* **TEXTE FOURNI**:
================================
Retour sur les écrits antijuifs de Luther

Le traité Des juifs et de leurs mensonges, de 1543, est d’une grande violence verbale. L’historien Thomas Kaufmann s’y confronte aussi lucidement que possible.

La haine des juifs, chez Luther, s’est exprimée avec une virulence rare. A la fin de sa vie, dans le traité intitulé Des juifs et de leurs mensonges (1543), il écrit par exemple : «Qu’on incendie leurs synagogues et qu’on recouvre de terre et ensevelisse ce qui refuse de brûler, afin que plus personne n’en voie la moindre trace pour toute l’éternité (...). Qu’on abatte et qu’on rase leurs maisons de la même façon, car ils y pratiquent exactement la même chose que dans leurs synagogues (...). Qu’on leur confisque tous les livres de prière et tous les exemplaires du Talmud (...). Qu’on interdise à leurs rabbins, sous peine de mort, de continuer à enseigner (...). Qu’on interdise aux juifs la libre circulation, car ils n’ont rien à faire sur le territoire (...). Qu’on leur confisque toute monnaie et tous bijoux en argent et en or (...).» Rien d’étonnant à ce qu’à Nuremberg, en 1946, Julius Streicher, compagnon de toujours d’Hitler, directeur du journal antisémite Der Stürmer, ait pu déclarer que Luther aurait dû être sur le banc des accusés. Ces faits sont connus, étudiés et discutés en Allemagne de longue date. Ils demeurent largement ignorés en France, où la traduction de ce texte n’est parue qu’en... 2015 (Honoré Champion).
================================
* **EXTRAITS DE DONNÉES**:
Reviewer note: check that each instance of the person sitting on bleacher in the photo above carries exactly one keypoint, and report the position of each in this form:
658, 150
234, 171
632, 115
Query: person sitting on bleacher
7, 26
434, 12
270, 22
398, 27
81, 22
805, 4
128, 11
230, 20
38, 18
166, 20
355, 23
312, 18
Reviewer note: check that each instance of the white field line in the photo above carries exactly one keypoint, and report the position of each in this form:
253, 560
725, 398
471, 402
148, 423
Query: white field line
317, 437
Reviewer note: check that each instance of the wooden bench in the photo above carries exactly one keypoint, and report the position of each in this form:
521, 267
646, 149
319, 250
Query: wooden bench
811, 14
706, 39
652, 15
================================
* **OBJECTIFS**:
1/ Dans le texte sur les écrits antijuifs de Luther, quelle justification le traité de 1543 cité avance-t-il pour abattre et raser les maisons des juifs ? Répondez en une à trois phrases.
2/ Dans le texte sur les écrits antijuifs de Luther, reprenez le passage allant de « Le traité Des » jusqu'à « lucidement que possible. » en substituant « brutalité » à « violence ».

* **RÉPONSES PAR TÂCHE**:
1/ Le traité justifie cette destruction en affirmant que les juifs pratiquent dans leurs maisons exactement la même chose que dans leurs synagogues.

2/
Le traité Des juifs et de leurs mensonges, de 1543, est d’une grande brutalité verbale. L’historien Thomas Kaufmann s’y confronte aussi lucidement que possible.